- [Description of the task]
Write the entries out in full, matching them exactly.

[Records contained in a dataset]
—————

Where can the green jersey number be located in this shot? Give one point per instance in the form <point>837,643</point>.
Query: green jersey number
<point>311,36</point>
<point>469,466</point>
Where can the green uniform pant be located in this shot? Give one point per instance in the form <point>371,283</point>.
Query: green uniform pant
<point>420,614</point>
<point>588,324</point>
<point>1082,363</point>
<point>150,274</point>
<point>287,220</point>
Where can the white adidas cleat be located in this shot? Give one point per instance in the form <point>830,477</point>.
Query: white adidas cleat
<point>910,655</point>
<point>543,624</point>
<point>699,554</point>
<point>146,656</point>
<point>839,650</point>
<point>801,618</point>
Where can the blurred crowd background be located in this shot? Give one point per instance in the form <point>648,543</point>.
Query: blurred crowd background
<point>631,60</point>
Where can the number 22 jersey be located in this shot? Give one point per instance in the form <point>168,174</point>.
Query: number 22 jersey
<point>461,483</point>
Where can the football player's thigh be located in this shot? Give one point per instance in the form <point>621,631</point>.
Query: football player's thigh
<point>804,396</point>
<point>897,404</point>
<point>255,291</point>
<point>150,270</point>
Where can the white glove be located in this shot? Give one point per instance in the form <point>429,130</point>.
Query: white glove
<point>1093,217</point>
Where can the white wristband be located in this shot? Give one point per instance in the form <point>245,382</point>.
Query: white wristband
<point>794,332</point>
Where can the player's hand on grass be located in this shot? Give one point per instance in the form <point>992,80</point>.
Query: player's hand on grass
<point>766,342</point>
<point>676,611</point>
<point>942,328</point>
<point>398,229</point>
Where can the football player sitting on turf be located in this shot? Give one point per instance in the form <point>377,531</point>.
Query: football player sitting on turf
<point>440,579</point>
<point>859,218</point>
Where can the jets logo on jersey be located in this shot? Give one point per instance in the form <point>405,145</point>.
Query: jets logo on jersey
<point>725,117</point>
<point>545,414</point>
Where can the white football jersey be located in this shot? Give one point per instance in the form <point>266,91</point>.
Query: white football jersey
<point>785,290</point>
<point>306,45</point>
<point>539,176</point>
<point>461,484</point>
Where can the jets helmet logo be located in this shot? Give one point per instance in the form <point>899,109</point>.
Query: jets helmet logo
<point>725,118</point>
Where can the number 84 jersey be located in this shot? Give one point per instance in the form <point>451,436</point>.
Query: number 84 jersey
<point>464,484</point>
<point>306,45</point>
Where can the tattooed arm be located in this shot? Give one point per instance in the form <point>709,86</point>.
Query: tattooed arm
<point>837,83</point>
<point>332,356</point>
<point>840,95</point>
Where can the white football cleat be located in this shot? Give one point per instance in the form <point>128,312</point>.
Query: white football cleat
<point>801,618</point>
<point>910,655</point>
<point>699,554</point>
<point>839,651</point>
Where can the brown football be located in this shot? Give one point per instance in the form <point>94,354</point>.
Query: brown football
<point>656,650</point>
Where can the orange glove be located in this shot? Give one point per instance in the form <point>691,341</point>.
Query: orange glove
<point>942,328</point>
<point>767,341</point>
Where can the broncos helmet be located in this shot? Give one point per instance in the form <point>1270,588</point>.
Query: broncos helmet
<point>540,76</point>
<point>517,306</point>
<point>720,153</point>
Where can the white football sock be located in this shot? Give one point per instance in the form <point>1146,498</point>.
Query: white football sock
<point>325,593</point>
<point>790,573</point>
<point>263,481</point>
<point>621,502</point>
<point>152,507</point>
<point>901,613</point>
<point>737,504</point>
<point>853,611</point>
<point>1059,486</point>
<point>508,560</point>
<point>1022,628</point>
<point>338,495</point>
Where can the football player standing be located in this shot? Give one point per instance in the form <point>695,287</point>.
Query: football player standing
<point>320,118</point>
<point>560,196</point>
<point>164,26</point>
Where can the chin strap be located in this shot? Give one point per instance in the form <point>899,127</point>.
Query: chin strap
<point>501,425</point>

—————

- [Written response]
Where can the green jersey number be located in this shot? Give one point per instance in the form <point>837,643</point>.
Query: green jersey number
<point>311,36</point>
<point>469,466</point>
Where can the green uniform pant be located in this shot? Give one point per instance in the form <point>371,283</point>.
Query: green uniform pant
<point>420,614</point>
<point>588,324</point>
<point>1082,363</point>
<point>150,274</point>
<point>287,220</point>
Where can the white adidas cleat be located in this shot? Give one point per instance in the form <point>830,477</point>.
Query: white adidas cleat
<point>910,655</point>
<point>543,624</point>
<point>699,554</point>
<point>146,656</point>
<point>839,650</point>
<point>801,618</point>
Where can the blurred crowd background be located in this shot? Give one point per instance in the form <point>648,543</point>.
Query: blurred crowd background
<point>631,60</point>
Where can the number 22 jersey be located in this shot? Give one point per instance in the form <point>168,174</point>.
Query: number 22 jersey
<point>461,483</point>
Where can the football player's thigh be located in this shot? Give one point per instance in the form <point>621,631</point>.
Query: football player's thigh
<point>804,396</point>
<point>897,404</point>
<point>255,291</point>
<point>150,270</point>
Where can the white glove be located in this shot? Give one point per instance in the form <point>429,130</point>.
Query: white glove
<point>1093,217</point>
Where can the white wristband be located in this shot? Give one point per instance in the form <point>245,382</point>.
Query: white wristband
<point>794,332</point>
Where can the player's hand on grass be located in this shot? Give one point per instance in the form <point>992,80</point>.
Query: player's hand on grass
<point>766,342</point>
<point>676,611</point>
<point>942,328</point>
<point>398,229</point>
Where can the football player sitting on turf be located in this shot? Give one point per instance in the form <point>377,531</point>.
Query: football player sitting on turf
<point>440,579</point>
<point>859,218</point>
Where can the jets logo on jersey be located in this shot? Give one point per instance in the form <point>405,145</point>.
Query: jets logo on jersey
<point>725,117</point>
<point>545,414</point>
Where can the white football jersey be located in this shot? Give one point per instance in the form <point>266,91</point>.
Query: white football jersey
<point>785,290</point>
<point>306,45</point>
<point>539,176</point>
<point>461,484</point>
Where can the jets helmet logo be located in this shot? Give one point per instance in the form <point>899,109</point>.
Query: jets helmet logo
<point>725,118</point>
Where can the number 84 jersey be located in this shot? Give one point per instance in the form <point>451,436</point>.
Query: number 84 jersey
<point>464,484</point>
<point>306,45</point>
Where can the tattooed arm be located in this shot? Give one point per instance in the form <point>709,86</point>.
Query: tattooed arm
<point>837,83</point>
<point>332,356</point>
<point>840,95</point>
Where can the white football cleat be located in this shot? Give one point per instance in the form <point>128,312</point>.
Query: white football cleat
<point>801,618</point>
<point>910,655</point>
<point>699,554</point>
<point>839,651</point>
Where can the brown football be located in this shot? Give one point per instance in the form <point>94,354</point>.
Query: brown football
<point>656,650</point>
Where can the orange glove be located in this shot? Give one point per instance in the form <point>691,341</point>.
Query: orange glove
<point>942,328</point>
<point>767,341</point>
Where can the broncos helmet be located in this shot? Give one point per instance in the form <point>1270,588</point>.
Query: broncos helmet
<point>540,76</point>
<point>517,306</point>
<point>720,153</point>
Where can the white football sock be located in this shot? Give one point per instance in the form <point>1146,498</point>.
Query: white football sock
<point>325,593</point>
<point>790,573</point>
<point>263,481</point>
<point>621,502</point>
<point>152,507</point>
<point>901,613</point>
<point>737,504</point>
<point>853,611</point>
<point>1059,486</point>
<point>508,560</point>
<point>1022,628</point>
<point>338,495</point>
Where can the football player standing be located in this shot? Give one point per instance in the form <point>695,287</point>.
Query: football player standing
<point>320,118</point>
<point>560,196</point>
<point>164,26</point>
Where can the chin strap be located in this shot? Give one point per instance in the form <point>899,127</point>.
Query: chin strap
<point>501,425</point>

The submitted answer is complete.